Reproduce the material in the stretch from the line that contains "find | white long-sleeve shirt" through the end of the material, switching every "dot" to "mark" and leaving everything else unchanged.

::::::::

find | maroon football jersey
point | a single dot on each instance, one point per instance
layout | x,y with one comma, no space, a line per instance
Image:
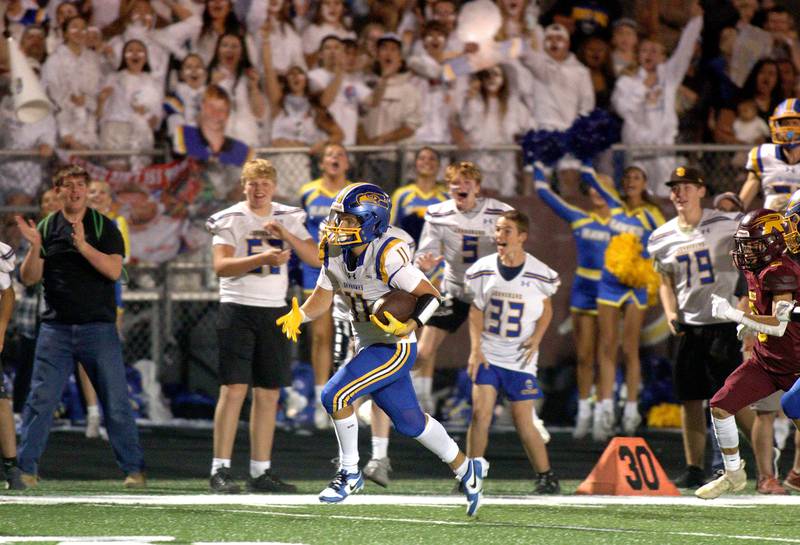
778,354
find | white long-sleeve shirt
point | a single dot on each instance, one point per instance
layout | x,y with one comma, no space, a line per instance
562,91
649,114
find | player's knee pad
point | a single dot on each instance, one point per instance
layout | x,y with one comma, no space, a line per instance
790,403
326,398
409,422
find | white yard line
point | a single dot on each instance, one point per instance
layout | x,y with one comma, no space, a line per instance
386,499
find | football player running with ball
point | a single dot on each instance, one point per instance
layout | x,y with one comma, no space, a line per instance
362,263
773,281
510,312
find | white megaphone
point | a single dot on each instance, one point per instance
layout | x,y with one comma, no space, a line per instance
30,101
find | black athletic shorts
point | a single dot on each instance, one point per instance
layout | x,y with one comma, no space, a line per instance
707,354
450,315
252,349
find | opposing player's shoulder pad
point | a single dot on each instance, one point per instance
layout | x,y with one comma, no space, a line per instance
779,276
392,255
222,220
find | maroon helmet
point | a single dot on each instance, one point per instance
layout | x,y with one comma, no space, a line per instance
758,240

::::::::

#### [Exercise solution]
find | white long-sleeve shirt
point | a single mark on each instance, one point per instance
layout | x,y with one comma, no space, a line per instance
562,91
649,114
find | player's knee pad
point | a single mark on each instance, one point per instance
layout | x,y with one comma, no space, a line per instance
790,403
326,398
409,422
find | white yard line
point | a single mark on each instance, one point per instance
layout | x,y with one comma, no space, a line per instance
386,499
find | football player running with ball
point | a single mark on each instance, one point per instance
layout | x,y with one comma, no space, a line per instance
362,263
773,281
510,312
find | white megaphone
point | a single mark on each instance, one point per instance
layout | x,y with one comma, no space, a line per instance
30,101
find | black athletic shorts
point | a single mark on each instance, one point per instance
layout | x,y with one comma, no space, a line per instance
707,354
450,315
252,349
find | opposing player's shoulder pad
point | a single mark on each instance, one point per instance
layout | x,y with one comma, no space, a line per instance
779,276
392,255
222,220
find | maroon helmet
point | a single mark on each instance, one point per instance
layout | x,y with one comma, no space, a line per instance
758,240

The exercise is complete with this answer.